La reforma constitucional como final del mito de la Constitución abierta.
La crisis de la deuda soberana en la zona euro sigue dando muestras de la parálisis de los poderes públicos democráticos frente a la lógica de los mercados, así como de su impotencia para establecer límites, controles y regulaciones a la especulación financiera, que sigue campando por sus anchas, buscando a cualquier precio la rentabilidad más alta en el más corto plazo y, lo que es mucho más grave, poniendo con ello en graves dificultades las economías de países como Grecia, Irlanda Portugal, España o Italia, que ven cercenadas, mediante la imposición de durísimos planes de ajuste, sus posibilidades para salir de la crisis mediante políticas capaces de estimular el crecimiento económico y la creación de empleo.
La inclusión del principio de estabilidad presupuestaria en nuestra Constitución a través de una reforma exprés pactada entre el Gobierno y el principal partido de la oposición es el penúltimo ejemplo de esta política condicionada y complaciente con las exigencias de ese juego infernal de apuestas en el que se han convertido los mercados de deuda pública.
No en vano, la primera modificación de un aspecto sustancial de nuestra Constitución en treinta años ha tenido que tramitarse como si de un decreto ley se tratase, alegando razones de extraordinaria y urgente necesidad: dar confianza a los mercados y exorcizar un eventual rescate de nuestra economía por parte de la Unión Europea.
....
TAREAS:
1. Según el texto sobre la reforma constitucional, ¿qué principio se incluyó en la Constitución mediante la reforma exprés?
2. Por favor, reproduce literalmente el tramo del texto sobre la reforma constitucional que va desde "La crisis de" hasta "creación de empleo.".

MATERIAL PROPORCIONADO:
....
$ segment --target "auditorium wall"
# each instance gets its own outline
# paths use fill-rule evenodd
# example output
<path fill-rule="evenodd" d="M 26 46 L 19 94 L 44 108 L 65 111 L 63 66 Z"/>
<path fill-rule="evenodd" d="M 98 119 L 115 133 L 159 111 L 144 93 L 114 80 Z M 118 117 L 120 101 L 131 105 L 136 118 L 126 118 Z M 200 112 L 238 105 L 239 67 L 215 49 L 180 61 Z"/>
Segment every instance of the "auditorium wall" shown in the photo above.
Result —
....
RESPUESTAS ESCRITAS:
1. El principio de estabilidad presupuestaria.

2.
La crisis de la deuda soberana en la zona euro sigue dando muestras de la parálisis de los poderes públicos democráticos frente a la lógica de los mercados, así como de su impotencia para establecer límites, controles y regulaciones a la especulación financiera, que sigue campando por sus anchas, buscando a cualquier precio la rentabilidad más alta en el más corto plazo y, lo que es mucho más grave, poniendo con ello en graves dificultades las economías de países como Grecia, Irlanda Portugal, España o Italia, que ven cercenadas, mediante la imposición de durísimos planes de ajuste, sus posibilidades para salir de la crisis mediante políticas capaces de estimular el crecimiento económico y la creación de empleo.